• Task directions: Copy out the records below word for word, from the line with "Find every occurrence of picture" to the line with "306,103 -> 417,185", including both of those lines.

• Working data:
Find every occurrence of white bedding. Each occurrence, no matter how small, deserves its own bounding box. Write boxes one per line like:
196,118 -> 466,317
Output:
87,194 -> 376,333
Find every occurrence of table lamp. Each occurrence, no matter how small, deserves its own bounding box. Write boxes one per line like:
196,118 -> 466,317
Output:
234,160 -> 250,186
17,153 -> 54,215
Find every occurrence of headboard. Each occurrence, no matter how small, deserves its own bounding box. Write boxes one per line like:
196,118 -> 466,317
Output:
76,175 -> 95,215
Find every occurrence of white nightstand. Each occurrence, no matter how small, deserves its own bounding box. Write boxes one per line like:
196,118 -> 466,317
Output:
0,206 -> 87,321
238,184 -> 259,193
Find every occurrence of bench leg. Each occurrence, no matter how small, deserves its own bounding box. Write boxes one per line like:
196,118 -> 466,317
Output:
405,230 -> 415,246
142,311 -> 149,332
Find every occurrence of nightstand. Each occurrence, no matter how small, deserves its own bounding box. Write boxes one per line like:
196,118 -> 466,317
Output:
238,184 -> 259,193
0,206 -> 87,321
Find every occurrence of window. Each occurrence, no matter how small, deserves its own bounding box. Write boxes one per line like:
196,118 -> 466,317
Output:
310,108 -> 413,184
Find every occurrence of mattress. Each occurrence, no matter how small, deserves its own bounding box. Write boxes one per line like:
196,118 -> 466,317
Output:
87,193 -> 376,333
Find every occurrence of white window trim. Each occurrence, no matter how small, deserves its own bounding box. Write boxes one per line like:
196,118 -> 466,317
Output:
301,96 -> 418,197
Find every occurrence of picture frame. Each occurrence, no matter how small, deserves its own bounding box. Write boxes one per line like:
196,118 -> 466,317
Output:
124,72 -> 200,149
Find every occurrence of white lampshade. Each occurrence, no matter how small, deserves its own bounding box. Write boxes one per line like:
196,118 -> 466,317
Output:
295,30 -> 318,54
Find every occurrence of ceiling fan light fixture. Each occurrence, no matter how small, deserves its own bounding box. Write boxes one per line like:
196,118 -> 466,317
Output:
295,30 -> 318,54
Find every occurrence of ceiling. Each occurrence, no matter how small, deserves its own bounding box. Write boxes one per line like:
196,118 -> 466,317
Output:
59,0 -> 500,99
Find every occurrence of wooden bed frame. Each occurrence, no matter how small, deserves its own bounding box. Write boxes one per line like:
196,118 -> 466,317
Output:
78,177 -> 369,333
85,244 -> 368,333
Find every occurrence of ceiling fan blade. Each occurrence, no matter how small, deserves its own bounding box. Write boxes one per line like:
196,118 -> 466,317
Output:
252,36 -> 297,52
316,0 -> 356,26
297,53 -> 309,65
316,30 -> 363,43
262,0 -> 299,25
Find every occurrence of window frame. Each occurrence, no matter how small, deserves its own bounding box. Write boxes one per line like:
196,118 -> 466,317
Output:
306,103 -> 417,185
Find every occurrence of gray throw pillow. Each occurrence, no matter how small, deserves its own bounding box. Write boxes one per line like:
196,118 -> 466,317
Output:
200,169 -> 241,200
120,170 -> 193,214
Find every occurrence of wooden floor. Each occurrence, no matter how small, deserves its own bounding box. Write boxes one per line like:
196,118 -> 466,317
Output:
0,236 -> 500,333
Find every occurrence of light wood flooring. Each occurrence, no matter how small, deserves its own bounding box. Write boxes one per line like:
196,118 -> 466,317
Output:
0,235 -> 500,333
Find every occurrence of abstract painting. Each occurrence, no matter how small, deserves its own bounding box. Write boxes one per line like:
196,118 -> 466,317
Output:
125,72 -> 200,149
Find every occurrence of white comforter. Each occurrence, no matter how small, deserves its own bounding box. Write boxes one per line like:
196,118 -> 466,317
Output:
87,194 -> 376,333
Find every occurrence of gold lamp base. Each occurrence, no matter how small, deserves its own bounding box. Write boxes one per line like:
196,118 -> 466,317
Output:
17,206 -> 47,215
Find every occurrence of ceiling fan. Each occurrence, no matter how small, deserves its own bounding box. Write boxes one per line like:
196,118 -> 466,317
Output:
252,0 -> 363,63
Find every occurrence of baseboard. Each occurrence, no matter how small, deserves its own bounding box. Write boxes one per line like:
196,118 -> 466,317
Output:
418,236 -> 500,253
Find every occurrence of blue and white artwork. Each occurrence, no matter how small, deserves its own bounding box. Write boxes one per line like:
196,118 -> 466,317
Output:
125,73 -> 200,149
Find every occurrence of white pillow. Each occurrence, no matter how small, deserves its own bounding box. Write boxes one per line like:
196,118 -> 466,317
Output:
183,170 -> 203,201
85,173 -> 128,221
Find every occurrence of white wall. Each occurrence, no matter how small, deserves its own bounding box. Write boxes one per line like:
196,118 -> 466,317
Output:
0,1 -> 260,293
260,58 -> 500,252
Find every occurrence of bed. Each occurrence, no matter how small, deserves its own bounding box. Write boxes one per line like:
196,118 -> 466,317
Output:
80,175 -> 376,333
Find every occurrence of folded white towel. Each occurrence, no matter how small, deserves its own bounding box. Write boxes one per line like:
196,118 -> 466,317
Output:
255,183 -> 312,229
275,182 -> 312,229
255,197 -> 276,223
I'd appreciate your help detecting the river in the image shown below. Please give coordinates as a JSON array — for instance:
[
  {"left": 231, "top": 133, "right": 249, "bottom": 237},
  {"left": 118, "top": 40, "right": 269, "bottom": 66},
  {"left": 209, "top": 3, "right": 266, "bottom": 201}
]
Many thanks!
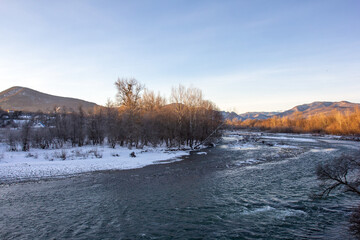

• Response to the task:
Find every occurrence of picture frame. Each occurrence, no matter how small, deserves its own bounding box. Write boxes one per line like:
196,118 -> 466,317
Output:
124,72 -> 200,149
Find every occurrence of white lampshade. Each occurrence, no matter how small, deserves its own bounding box. Write boxes one per line like:
196,118 -> 466,317
Output:
295,30 -> 318,54
Find every occurrence of ceiling fan light fixture. Each occurrence, no matter how small, deserves its own bounding box. Write boxes one per line like:
196,118 -> 466,317
Output:
295,30 -> 318,54
Find every occurrence of ceiling. Each occurrence, no matter how small, deserves its own bounding box. Write boxes one per line like:
196,118 -> 466,317
Output:
59,0 -> 500,99
Find every occurrence of wooden bed frame. Each occurrence, no matter how small, deserves its own bounding box. Write boxes one per line like:
196,118 -> 466,317
Output:
78,177 -> 369,333
85,244 -> 368,333
Find every occurrence of ceiling fan blade. Each occurrence, no matter how small, deserves its own bounding box. Write boxes one per line like:
196,118 -> 466,317
Output:
252,36 -> 297,52
316,0 -> 356,26
297,53 -> 309,65
316,30 -> 363,43
262,0 -> 299,25
Find every occurrence of window frame. Each occurrence, no matter how small, deserves its own bounding box. Write boxes one per line like:
196,118 -> 466,317
Output:
306,103 -> 417,185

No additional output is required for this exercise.